Work to be completed = Copy every record exactly, with nothing left out.

(Referring expression data)
[Start of Attachment]

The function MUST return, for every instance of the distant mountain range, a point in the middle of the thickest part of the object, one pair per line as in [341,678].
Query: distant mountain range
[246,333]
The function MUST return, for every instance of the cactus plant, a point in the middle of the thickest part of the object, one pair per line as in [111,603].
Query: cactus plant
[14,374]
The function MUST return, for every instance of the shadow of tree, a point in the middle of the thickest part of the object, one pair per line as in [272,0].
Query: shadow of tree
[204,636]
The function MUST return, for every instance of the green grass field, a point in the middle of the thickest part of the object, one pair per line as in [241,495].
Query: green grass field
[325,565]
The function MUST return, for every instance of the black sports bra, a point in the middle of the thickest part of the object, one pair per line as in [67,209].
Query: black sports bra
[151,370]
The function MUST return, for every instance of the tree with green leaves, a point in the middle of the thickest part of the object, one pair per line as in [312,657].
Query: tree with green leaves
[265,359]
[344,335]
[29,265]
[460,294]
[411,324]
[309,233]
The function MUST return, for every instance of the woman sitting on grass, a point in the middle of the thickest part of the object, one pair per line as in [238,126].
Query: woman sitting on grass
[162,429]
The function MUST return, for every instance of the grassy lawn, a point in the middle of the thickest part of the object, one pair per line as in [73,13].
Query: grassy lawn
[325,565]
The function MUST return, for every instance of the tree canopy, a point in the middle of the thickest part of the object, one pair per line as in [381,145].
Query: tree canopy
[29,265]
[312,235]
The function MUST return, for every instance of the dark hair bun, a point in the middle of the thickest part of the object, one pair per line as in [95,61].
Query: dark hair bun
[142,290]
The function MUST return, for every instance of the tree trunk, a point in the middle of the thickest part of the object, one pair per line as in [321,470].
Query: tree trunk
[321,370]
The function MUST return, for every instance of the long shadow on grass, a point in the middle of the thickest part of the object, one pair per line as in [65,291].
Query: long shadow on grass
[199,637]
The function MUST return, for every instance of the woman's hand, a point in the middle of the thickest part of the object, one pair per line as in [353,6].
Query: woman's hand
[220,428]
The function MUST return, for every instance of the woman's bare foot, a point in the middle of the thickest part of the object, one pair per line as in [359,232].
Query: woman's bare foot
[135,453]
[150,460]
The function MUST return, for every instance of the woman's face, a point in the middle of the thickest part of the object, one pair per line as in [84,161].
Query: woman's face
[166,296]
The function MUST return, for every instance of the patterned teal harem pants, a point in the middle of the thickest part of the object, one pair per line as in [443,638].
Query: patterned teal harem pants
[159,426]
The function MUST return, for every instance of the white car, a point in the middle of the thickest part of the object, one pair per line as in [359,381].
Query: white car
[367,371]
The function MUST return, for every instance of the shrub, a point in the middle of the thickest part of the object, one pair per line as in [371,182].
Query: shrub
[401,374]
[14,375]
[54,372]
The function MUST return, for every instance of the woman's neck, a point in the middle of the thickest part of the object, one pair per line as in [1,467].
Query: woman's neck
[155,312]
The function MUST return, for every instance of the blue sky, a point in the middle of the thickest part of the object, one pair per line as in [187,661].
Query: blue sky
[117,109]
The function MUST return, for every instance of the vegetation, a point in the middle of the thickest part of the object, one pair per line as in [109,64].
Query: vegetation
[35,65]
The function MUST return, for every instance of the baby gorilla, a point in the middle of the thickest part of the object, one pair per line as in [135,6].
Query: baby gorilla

[End of Attachment]

Your response =
The function MUST return, for every instance of the distant mountain range, a point in the middle of the thickest part of the object, one pair per line as in [341,678].
Query: distant mountain range
[246,333]
The function MUST return, for every instance of the cactus plant, a point in the middle of the thickest part of the object, one pair per line as in [111,603].
Query: cactus plant
[14,374]
The function MUST return, for every instance of the shadow of tree, a point in the middle of the thickest part of the object, one pair per line as in [272,0].
Query: shadow of tree
[204,636]
The function MUST return, for every instance of the green grass field, a point in the middle of the thickest part of the object, one pair per line as in [241,495].
Query: green grass field
[325,565]
The function MUST return, for every instance of the black sports bra, a point in the middle of the thickest part of the object, one pair per line as in [67,209].
Query: black sports bra
[151,370]
The function MUST return, for every instance of the tree with green leaves, a point in the middle of the thickest part of the object, one pair per line as in [312,657].
Query: tree with green leaves
[265,359]
[344,335]
[29,265]
[460,294]
[411,324]
[309,233]
The function MUST return, for every instance of the woman sitting on grass, a point in the middle of the thickest part of the object, one pair per line as in [238,126].
Query: woman sitting on grass
[162,429]
The function MUST return, for every instance of the grassy lawn, a point in the middle of the thickest part of the object, one pair per line as in [73,13].
Query: grassy lawn
[325,565]
The function MUST return, for every instance of the tree canopy, a point in the middle of the thickest part of the object, one pair per line as in [381,145].
Query: tree canopy
[29,265]
[312,235]
The function MUST return, for every instance of the dark hair bun, a point in the middle of the thickest part of the object, one pair per line as in [95,61].
Query: dark hair bun
[142,290]
The function MUST return, for every instance of the tree trunk, a point in the middle of the thickest part of the object, one pair per line as in [321,470].
Query: tree trunk
[321,370]
The function MUST return, for every instance of the long shadow on grass, a point in the middle of the thickest part of the object, one pair per line as in [65,291].
Query: long shadow on grass
[199,637]
The function MUST return, for every instance of the woman's hand, a point in the middle of the thickest part of the object, one pair per line as in [353,6].
Query: woman's hand
[220,428]
The function MUST return, for every instance of the woman's bare foot, a point in the middle of the thickest part of the object, one pair per line as in [359,232].
Query: woman's bare foot
[135,453]
[150,460]
The function MUST return, for every instance of the woman's face, a point in the middle of the thickest part of the object, one pair per line as in [84,161].
Query: woman's face
[166,296]
The function MUST return, for every instance of the patterned teal harem pants, a point in the middle of the thickest part of the object, one pair per line as in [443,638].
Query: patterned teal harem pants
[159,426]
The function MUST return, for every instance of the white car, a point in the middle of the thickest part of the object, one pair per line as in [359,381].
Query: white car
[367,371]
The function MUST return, for every instance of the shrub, a point in the middle of the thickest part of the object, one pair per line as in [371,182].
Query: shrub
[401,374]
[14,375]
[54,372]
The function MUST return, for every instance of the woman's neck, a point in the middle of the thickest part of the object, one pair per line as in [1,467].
Query: woman's neck
[155,312]
The function MUST return, for every instance of the blue sky, a point in the middle of the thickest part of the object, one pair per line as in [187,661].
Query: blue sky
[117,109]
The function MUST return, for every instance of the vegetation, a point in the middle of the thickest part of the object, one pair per line as in [109,64].
Query: vegetation
[35,65]
The function MUST return, for every instance of the baby gorilla, a point in the middle of the thickest part of the object, one pair per line as in [135,6].
Query: baby gorilla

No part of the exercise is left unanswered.